◆ Entries ◆

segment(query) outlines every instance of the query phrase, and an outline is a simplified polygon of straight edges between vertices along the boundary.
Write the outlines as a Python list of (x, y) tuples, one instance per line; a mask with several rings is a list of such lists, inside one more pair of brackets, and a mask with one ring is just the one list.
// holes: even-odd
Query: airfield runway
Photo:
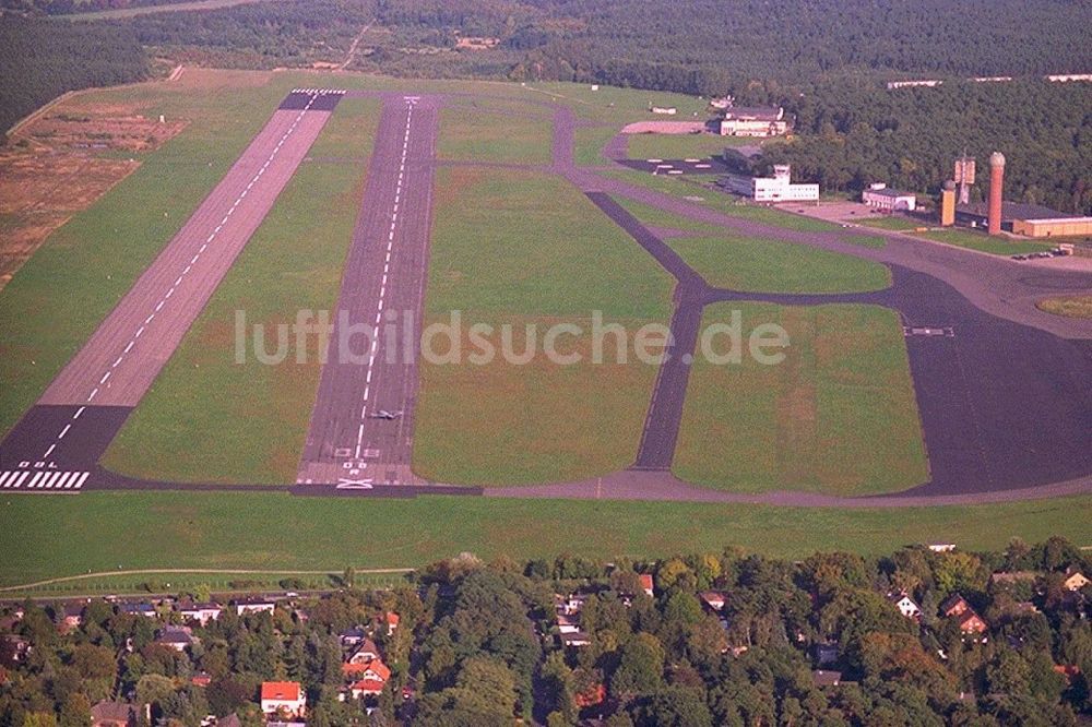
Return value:
[(436, 98), (383, 96), (300, 486), (375, 490), (416, 482), (410, 467), (419, 339), (414, 333), (420, 330), (428, 267), (438, 124)]
[[(289, 94), (0, 444), (0, 472), (92, 470), (295, 174), (341, 97)], [(81, 486), (83, 480), (81, 479)], [(5, 478), (51, 489), (60, 477)], [(2, 487), (3, 485), (0, 485)], [(63, 485), (59, 485), (61, 489)]]

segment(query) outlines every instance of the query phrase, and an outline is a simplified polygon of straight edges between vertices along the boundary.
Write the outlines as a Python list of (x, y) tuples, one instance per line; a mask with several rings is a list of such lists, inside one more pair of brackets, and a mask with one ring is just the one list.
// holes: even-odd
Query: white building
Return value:
[(722, 136), (776, 136), (788, 131), (785, 109), (779, 107), (731, 107), (724, 110)]
[(883, 182), (869, 184), (860, 193), (860, 201), (874, 210), (883, 212), (913, 212), (917, 208), (917, 196), (913, 192), (888, 189)]
[(922, 609), (914, 603), (914, 599), (904, 593), (891, 594), (890, 599), (899, 612), (907, 619), (916, 619), (922, 615)]
[(819, 184), (794, 184), (792, 168), (787, 164), (773, 167), (772, 177), (753, 177), (750, 196), (756, 202), (818, 202)]

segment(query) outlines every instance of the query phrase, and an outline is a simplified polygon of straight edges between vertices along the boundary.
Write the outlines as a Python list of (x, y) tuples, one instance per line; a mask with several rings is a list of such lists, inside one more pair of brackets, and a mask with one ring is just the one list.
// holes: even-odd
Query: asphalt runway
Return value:
[(673, 342), (657, 372), (632, 469), (670, 468), (704, 306), (760, 300), (868, 303), (899, 311), (930, 467), (928, 482), (901, 496), (1022, 489), (1092, 475), (1092, 345), (1087, 342), (996, 318), (941, 281), (893, 265), (891, 287), (878, 291), (784, 295), (713, 288), (610, 196), (589, 192), (587, 198), (677, 281)]
[[(383, 96), (298, 485), (377, 493), (418, 482), (411, 470), (418, 338), (405, 325), (420, 330), (438, 124), (436, 98)], [(351, 330), (360, 333), (349, 338)]]
[(84, 470), (98, 478), (98, 457), (264, 219), (340, 97), (337, 92), (308, 92), (285, 98), (0, 443), (3, 467)]

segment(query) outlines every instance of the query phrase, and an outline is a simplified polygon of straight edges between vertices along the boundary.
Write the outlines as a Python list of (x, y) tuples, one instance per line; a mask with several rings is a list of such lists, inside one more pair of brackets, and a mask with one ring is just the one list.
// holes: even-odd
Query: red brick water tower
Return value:
[(990, 235), (1001, 234), (1001, 196), (1005, 187), (1005, 155), (994, 152), (989, 155), (989, 213), (987, 217)]

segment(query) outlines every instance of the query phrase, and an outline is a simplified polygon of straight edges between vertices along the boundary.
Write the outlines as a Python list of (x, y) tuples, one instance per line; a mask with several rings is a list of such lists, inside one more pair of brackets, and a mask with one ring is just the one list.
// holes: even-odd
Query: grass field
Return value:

◆ To do ◆
Can you output the listing above verbatim, from its first line through the line containing "267), (438, 124)]", with both of those lines included and the pictures left out?

◆ The result ◆
segment(query) outlines every instance of the query phrase, and an outline is a simplified polygon of straight edges between vertices along the boundary.
Write the outlines as a Python list of (x, y) tuples, one instance per line; a mask with several rings is a list of such lists, inside one more pair of brackets, and a mask with one ring is just the one list.
// holes: even-odd
Query: airfield runway
Photo:
Return value:
[(436, 98), (383, 96), (300, 486), (375, 490), (416, 482), (410, 467), (419, 339), (414, 333), (420, 330), (428, 267), (438, 124)]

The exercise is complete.